:: Given information ::

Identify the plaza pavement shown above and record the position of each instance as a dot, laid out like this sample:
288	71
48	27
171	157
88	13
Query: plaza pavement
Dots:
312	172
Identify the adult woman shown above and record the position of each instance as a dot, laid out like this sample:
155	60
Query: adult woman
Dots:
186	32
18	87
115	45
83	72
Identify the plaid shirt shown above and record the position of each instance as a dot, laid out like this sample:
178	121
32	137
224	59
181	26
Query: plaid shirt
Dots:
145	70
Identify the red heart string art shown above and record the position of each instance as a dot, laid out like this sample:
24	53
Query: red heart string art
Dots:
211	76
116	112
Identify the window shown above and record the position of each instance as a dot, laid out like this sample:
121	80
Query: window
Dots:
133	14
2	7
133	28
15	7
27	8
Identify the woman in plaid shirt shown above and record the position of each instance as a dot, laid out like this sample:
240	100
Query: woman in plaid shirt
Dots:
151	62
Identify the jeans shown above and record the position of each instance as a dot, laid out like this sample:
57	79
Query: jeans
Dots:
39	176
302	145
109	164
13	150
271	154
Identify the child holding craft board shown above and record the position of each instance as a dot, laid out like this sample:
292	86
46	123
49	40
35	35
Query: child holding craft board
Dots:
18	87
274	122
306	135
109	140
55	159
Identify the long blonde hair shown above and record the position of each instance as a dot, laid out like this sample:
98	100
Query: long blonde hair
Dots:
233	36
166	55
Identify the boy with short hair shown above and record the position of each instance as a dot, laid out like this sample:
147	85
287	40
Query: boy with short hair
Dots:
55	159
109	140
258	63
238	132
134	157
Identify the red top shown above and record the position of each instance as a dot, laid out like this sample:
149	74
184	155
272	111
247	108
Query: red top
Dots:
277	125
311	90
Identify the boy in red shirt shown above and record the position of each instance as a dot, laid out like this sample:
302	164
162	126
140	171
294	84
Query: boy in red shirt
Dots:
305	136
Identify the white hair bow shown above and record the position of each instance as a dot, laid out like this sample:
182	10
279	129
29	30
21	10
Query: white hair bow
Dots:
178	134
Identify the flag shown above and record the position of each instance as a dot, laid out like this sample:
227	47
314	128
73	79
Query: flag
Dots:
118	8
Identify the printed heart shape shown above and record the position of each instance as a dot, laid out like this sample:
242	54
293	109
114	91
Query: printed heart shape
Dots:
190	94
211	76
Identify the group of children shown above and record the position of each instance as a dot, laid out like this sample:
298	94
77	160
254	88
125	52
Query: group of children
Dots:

:::
:: Given information ::

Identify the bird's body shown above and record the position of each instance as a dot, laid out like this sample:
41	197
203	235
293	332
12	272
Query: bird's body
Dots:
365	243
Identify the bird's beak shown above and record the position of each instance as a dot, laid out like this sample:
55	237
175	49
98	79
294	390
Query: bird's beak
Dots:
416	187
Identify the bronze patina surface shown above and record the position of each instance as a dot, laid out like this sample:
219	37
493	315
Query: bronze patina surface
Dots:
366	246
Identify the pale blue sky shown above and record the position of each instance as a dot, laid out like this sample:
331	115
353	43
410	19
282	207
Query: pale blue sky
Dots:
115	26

:::

Return all lines of the data in which the string "short" appears.

Identify the boy with short hair shown above and record the position of each instance as a dot, laid out like this sample:
Query: boy with short hair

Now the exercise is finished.